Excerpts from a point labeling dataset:
----------
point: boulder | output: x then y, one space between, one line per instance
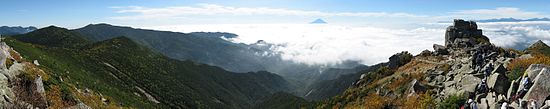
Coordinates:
399 59
498 83
512 90
440 50
534 69
467 84
500 69
416 87
464 34
426 53
540 89
80 106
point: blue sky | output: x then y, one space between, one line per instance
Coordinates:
77 13
372 30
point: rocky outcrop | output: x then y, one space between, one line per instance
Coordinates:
498 83
464 34
540 90
399 59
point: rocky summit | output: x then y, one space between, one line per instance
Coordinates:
467 72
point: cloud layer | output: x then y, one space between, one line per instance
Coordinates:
144 13
332 44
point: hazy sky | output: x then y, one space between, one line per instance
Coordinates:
77 13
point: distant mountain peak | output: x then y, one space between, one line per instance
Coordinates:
539 43
318 21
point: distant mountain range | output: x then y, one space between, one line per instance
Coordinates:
505 20
318 21
6 30
209 48
204 65
513 20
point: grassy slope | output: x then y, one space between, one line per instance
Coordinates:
182 84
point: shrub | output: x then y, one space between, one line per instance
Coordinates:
518 66
452 102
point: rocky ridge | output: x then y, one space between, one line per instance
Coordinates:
467 71
21 82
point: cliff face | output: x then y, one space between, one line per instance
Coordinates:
21 82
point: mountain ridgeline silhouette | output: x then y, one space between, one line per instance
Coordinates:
133 75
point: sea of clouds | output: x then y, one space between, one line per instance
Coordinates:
333 44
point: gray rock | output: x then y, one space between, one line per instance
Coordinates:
80 106
35 62
540 88
534 69
500 69
499 83
525 56
416 87
399 59
491 99
468 83
440 50
512 90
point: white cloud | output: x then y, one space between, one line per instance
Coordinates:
500 12
517 35
144 13
328 44
332 44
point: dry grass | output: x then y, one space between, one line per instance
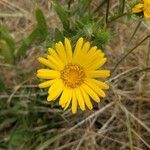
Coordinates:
119 122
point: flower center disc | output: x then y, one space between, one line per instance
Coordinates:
73 75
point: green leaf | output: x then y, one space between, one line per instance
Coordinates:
62 14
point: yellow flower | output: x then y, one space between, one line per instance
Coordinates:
74 75
143 7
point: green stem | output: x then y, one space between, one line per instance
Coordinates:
100 5
107 10
136 29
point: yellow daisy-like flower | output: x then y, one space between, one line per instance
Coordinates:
74 75
143 7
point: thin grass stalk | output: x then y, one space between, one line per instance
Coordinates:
130 51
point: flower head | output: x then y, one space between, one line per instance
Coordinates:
73 76
143 7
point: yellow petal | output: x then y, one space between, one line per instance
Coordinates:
68 49
95 88
74 103
98 74
92 50
47 63
55 90
85 47
46 84
47 74
138 8
67 104
61 52
147 9
91 58
91 93
102 85
80 98
78 47
65 97
86 99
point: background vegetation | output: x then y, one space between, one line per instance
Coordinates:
27 121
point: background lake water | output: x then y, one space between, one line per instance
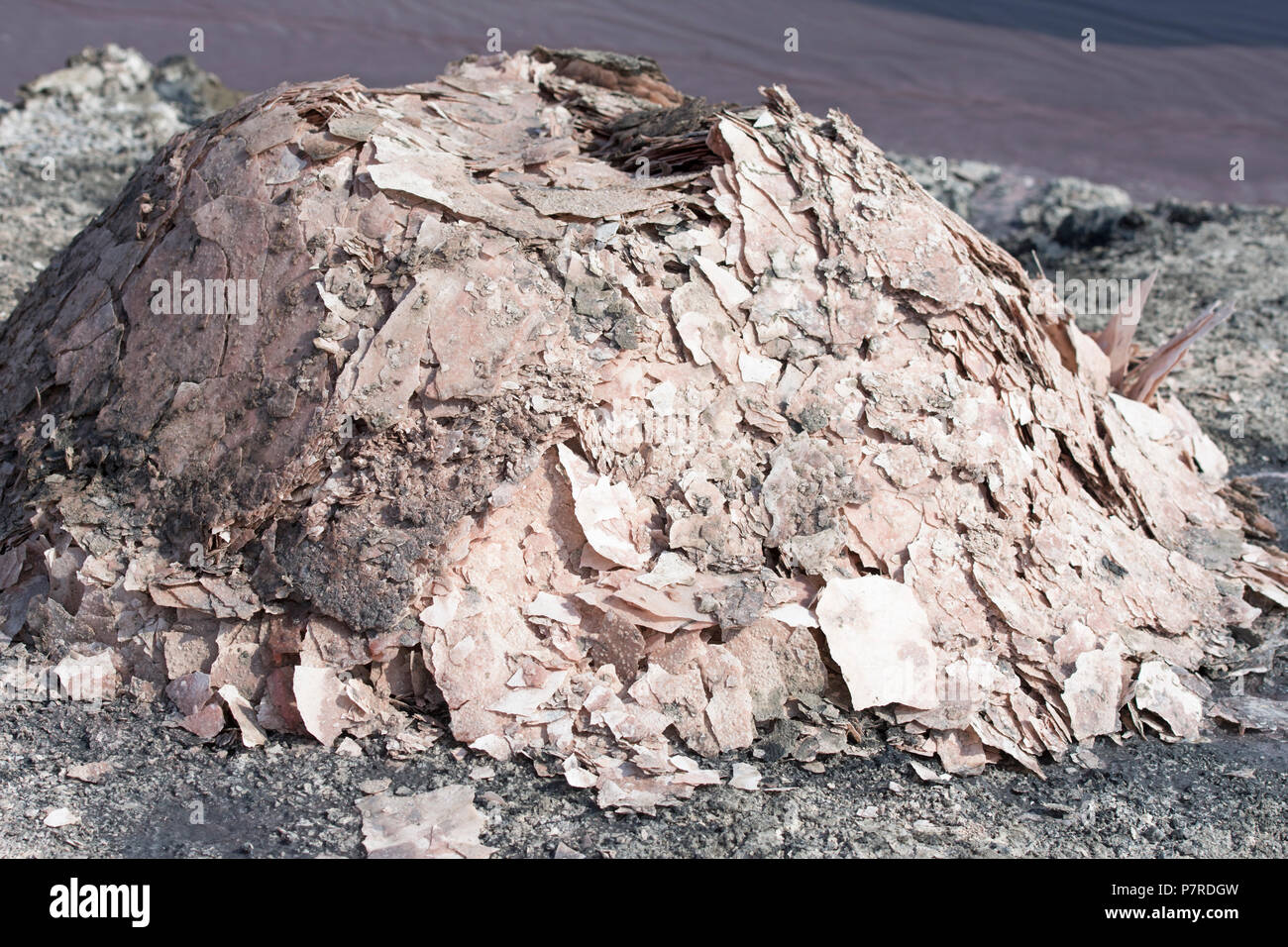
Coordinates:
1175 89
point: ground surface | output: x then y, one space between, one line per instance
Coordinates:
168 795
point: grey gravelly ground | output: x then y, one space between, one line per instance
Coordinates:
1225 796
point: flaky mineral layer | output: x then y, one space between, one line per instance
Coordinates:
614 421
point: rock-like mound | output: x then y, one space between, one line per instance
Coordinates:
610 420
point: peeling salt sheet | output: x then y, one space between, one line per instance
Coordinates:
317 694
1159 690
670 569
603 509
1094 693
253 735
553 607
880 637
745 777
442 823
----------
[TASK OBJECTIVE]: Rewrite the whole listing with "Coordinates" replaced by "Locations" everywhere and everything else left unchanged. Leave the pictures out.

[FINAL RESULT]:
point: boulder | output: x then y, one space between, one line per instance
Locations:
399 59
498 83
512 90
440 50
534 69
467 84
500 69
416 87
464 34
426 53
540 89
80 106
point: blue sky | output: x then y, one space between, one line per instance
Locations:
77 13
372 30
point: rocky outcrop | output: x then y, one space between, one line per instance
Locations:
498 83
464 34
540 90
399 59
point: rocky summit | output: x then y, one space between, one line per instance
Locations:
467 72
point: cloud layer | output: x then y, one space between, one line per instance
Locations:
144 13
332 44
point: hazy sky | output: x then y, one space between, one line per instance
Locations:
77 13
point: distant mountain peak | output: x then y, one space between, one line per instance
Locations:
539 43
318 21
point: distant mountain range | output: x then y, one space between, one line per instance
Locations:
505 20
318 21
6 30
209 48
204 65
513 20
point: grassy slope | output: x then y, one space between, one line per instance
Locations:
182 84
point: shrub | output: x then y, one space between, one line per instance
Locations:
518 66
452 102
point: rocky ridge | output: x then y, one space between, one line per instance
Locations:
467 71
21 82
point: cliff face | output: x then y, one space between, one line per instance
Locations:
21 82
point: mountain ridgeline silhouette | output: x then y, one space between, one line per instance
Locations:
133 75
point: sea of clouds | output: x then y, one space between, one line per instance
Locations:
333 44
point: gray rock | output: x then y, one space between, one line per instance
Locations:
80 106
35 62
540 88
534 69
500 69
499 83
525 56
416 87
399 59
491 99
468 83
440 50
512 90
point: white cloud | output: x then y, one space between, one line per instance
Locations:
500 12
517 35
144 13
328 44
332 44
point: dry grass | output: x then y, one space between, one line per instance
Locations:
119 122
point: flower center disc | output: x then y, one space between, one line per instance
Locations:
73 75
point: green leaf | output: x then y, one space between, one line per instance
Locations:
62 14
point: yellow flower | output: x then y, one space between, one line per instance
Locations:
74 75
143 7
point: green stem | output: x then y, one space between, one line per instance
Locations:
100 5
107 10
136 29
point: yellow daisy-like flower | output: x then y, one space between, one line per instance
Locations:
74 75
143 7
point: thin grass stalk | output: x then y, one space between, one line per instance
Locations:
130 51
point: flower head | output: x then y, one space between, one line per instance
Locations:
73 76
143 7
point: yellow petal | output: x then y, one space between, one line per instance
Locations:
68 49
95 88
74 103
98 74
92 50
47 63
55 90
85 47
46 84
47 74
138 8
67 104
61 52
147 9
91 58
91 93
102 85
80 98
78 47
65 97
86 99
point: background vegetation | output: x then y, one space between, one line per instance
Locations:
27 121
point: background lake water | output: x then y, one space between, one line per instance
Locations:
1175 89
point: ground surface | output: x then y, one space between, one line per instance
Locations:
168 795
point: grey gravelly ground | output: x then y, one space between, one line per instance
Locations:
1225 796
point: flaky mineral layer | output: x then y, one space between, one line per instance
Locations:
614 421
point: rock-like mound | output: x then y, one space between, one line per instance
Locations:
610 420
point: peeling salt sheet | output: x then y, one space between, one line per instance
Locations:
317 694
1159 690
670 569
603 509
1094 693
253 735
553 607
880 637
745 777
442 823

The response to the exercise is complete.